Your objective:
Reproduce the lines below, from the line containing "Exercise. Mark the sky" up to and including the line containing "pixel 120 85".

Stored data entries:
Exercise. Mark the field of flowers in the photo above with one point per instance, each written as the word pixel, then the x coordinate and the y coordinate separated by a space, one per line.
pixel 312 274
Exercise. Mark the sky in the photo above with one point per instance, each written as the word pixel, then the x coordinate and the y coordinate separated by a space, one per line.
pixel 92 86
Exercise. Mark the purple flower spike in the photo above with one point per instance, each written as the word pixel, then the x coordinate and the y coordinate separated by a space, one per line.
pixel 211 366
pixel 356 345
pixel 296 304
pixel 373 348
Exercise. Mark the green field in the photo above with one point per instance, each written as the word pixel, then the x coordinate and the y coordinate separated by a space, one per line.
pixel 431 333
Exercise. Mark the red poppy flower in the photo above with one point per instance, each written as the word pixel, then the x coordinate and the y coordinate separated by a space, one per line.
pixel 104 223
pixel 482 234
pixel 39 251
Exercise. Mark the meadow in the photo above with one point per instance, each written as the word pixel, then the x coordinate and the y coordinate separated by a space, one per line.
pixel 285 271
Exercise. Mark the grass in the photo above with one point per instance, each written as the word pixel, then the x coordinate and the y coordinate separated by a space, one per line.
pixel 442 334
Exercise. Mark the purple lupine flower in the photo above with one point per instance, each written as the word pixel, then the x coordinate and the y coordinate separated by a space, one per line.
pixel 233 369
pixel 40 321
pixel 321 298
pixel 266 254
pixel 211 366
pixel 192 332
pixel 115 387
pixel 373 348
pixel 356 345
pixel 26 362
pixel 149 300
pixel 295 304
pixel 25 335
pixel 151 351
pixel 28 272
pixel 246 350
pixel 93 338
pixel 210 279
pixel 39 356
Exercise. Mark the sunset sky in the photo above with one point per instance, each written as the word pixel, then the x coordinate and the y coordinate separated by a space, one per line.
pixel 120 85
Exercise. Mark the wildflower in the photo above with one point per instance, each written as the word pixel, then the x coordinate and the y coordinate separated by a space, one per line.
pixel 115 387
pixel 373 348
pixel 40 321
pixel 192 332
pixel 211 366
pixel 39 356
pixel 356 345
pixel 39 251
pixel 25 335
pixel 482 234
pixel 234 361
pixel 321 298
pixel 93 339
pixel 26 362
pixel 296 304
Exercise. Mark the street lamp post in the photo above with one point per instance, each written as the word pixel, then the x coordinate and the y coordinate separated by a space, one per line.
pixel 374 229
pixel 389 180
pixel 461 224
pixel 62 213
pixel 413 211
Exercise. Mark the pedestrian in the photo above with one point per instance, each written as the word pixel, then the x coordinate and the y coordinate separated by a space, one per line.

Answer:
Exercise. Mark the sky in the photo above with one point per instance, each written as the word pixel, then the x coordinate and the y coordinate separated by a space, one per line.
pixel 92 86
Exercise. Mark the purple flower spike in the photo above with one point per instance, each written as the word pixel, then the x coordinate and the y coordinate separated by a space, one per line.
pixel 211 366
pixel 356 345
pixel 296 304
pixel 373 348
Exercise. Mark the green field in the photo above with one point per instance, each written as the word pixel, then the x coordinate and the y coordinate separated by a space, one per line.
pixel 431 333
Exercise. Mark the red poppy flower in the photo above with one point per instance, each written as the word pixel, then the x coordinate and the y coordinate separated by a space, one per line.
pixel 104 223
pixel 482 234
pixel 39 251
Exercise. Mark the meadow in the photo above with one point per instance, each written as the word pixel, then the x coordinate and the y coordinate separated by a space, one per line.
pixel 285 271
Exercise. Mark the grass in the photo above with one point per instance, each written as the word pixel, then the x coordinate and the y coordinate separated by a space, one per line.
pixel 442 334
Exercise. Mark the purple lupine flower in the photo above with one point per instance, each written as the word pixel, then the x coordinate and the y coordinate separated by a space, one per line.
pixel 233 369
pixel 40 321
pixel 321 298
pixel 266 254
pixel 211 366
pixel 192 332
pixel 115 387
pixel 373 348
pixel 356 345
pixel 26 362
pixel 149 300
pixel 295 304
pixel 25 335
pixel 151 351
pixel 28 272
pixel 246 350
pixel 93 338
pixel 210 279
pixel 39 356
Exercise. Mark the sunset sky in the photo above with one point per instance, each written as the word pixel, then the x coordinate and the y coordinate separated by a space, one per line.
pixel 120 85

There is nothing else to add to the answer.